» TO DO
1) Shorten the paragraph of the blog post that begins "All five judges agreed" into a brief list that keeps its main facts.
2) Quote the blog post word for word from "All five judges" to "of prejudice grounds.".

» STUDY TEXT
Thursday, June 21, 2007

Father's Day was last Sunday, but there is no paternalism in Jameson

In United States v. Jameson, __ M.J. ___, No. 06-0881/MC (C.A.A.F. June 21, 2007), a 3-2 majority of CAAF upholds a trial judge's ruling that the defense counsel forfeited the accused's challenge to a consent blood draw by raising the issue for the first time during trial on the merits rather than pretrial, as required by Military Rule of Evidence 311(d)(2)(A).

All five judges agreed that the accused would have lost his rather ironic argument that he was too drunk to provide consent to the seizure that proved he was drunk. But Judge Ryan, joined by Judges Erdmann and Stucky, upheld the military judge's ruling that the defense counsel had not shown good cause to excuse his failure to raise the issue pretrial. Writing separately, Chief Judge Effron and Judge Baker each reserved judgment on that issue, preferring to resolve it on lack of prejudice grounds.

One opinion does not a trend make, but we should be on the lookout for signs of whether the current CAAF lineup will be less paternalistic and more willing to visit the sins of the lawyer on the accused than previous CAAF/CMA lineups have been.

3 comments:

Jason Grover said...

Interesting to note one of Judge Baker's great lines this term:

"It is clear that defense counsel was flirting with a potential ineffective assistance claim."

» Phrase grounding data

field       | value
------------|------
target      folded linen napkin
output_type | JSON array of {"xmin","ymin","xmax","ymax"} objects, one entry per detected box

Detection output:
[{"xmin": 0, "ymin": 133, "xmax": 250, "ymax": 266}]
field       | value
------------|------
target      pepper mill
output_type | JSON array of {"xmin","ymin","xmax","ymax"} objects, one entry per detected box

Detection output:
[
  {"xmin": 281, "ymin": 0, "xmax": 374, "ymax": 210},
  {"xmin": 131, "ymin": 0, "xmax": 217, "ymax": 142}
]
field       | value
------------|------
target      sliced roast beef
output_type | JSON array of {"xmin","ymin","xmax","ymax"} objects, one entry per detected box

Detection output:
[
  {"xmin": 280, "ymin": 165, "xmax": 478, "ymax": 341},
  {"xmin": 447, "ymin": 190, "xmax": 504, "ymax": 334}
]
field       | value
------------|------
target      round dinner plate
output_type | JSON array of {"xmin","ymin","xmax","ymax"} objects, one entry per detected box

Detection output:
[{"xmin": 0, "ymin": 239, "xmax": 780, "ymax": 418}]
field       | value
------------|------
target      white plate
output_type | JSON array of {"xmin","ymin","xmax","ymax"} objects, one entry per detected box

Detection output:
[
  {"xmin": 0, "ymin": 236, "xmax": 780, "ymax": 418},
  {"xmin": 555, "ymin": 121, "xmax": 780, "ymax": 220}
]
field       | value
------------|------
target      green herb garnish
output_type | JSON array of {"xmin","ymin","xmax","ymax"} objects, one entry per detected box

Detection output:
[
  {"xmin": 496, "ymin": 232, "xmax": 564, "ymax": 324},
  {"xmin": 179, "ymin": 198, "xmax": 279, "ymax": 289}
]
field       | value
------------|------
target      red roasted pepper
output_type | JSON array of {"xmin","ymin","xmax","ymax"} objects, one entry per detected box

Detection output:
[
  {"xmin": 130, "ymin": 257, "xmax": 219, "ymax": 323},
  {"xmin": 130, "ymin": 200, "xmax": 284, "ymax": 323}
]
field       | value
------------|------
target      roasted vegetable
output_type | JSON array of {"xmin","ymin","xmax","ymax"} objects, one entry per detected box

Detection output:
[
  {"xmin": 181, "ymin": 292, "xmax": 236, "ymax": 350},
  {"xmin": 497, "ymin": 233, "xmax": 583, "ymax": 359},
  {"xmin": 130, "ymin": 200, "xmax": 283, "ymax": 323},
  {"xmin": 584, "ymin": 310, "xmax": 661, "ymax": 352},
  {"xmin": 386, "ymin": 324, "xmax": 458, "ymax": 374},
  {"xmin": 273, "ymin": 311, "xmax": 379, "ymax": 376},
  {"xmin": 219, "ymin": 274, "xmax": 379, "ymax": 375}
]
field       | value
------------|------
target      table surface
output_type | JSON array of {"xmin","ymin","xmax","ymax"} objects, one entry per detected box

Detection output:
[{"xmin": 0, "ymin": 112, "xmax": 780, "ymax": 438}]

» ANSWERS BY ITEM
1)
- All five judges agreed the accused would have lost his argument that he was too drunk to consent to the seizure that proved he was drunk.
- Judge Ryan, joined by Judges Erdmann and Stucky, upheld the military judge's ruling that the defense counsel had not shown good cause for failing to raise the issue pretrial.
- Chief Judge Effron and Judge Baker each wrote separately, reserved judgment on that issue, and preferred to resolve it on lack of prejudice grounds.

2)
All five judges agreed that the accused would have lost his rather ironic argument that he was too drunk to provide consent to the seizure that proved he was drunk. But Judge Ryan, joined by Judges Erdmann and Stucky, upheld the military judge's ruling that the defense counsel had not shown good cause to excuse his failure to raise the issue pretrial. Writing separately, Chief Judge Effron and Judge Baker each reserved judgment on that issue, preferring to resolve it on lack of prejudice grounds.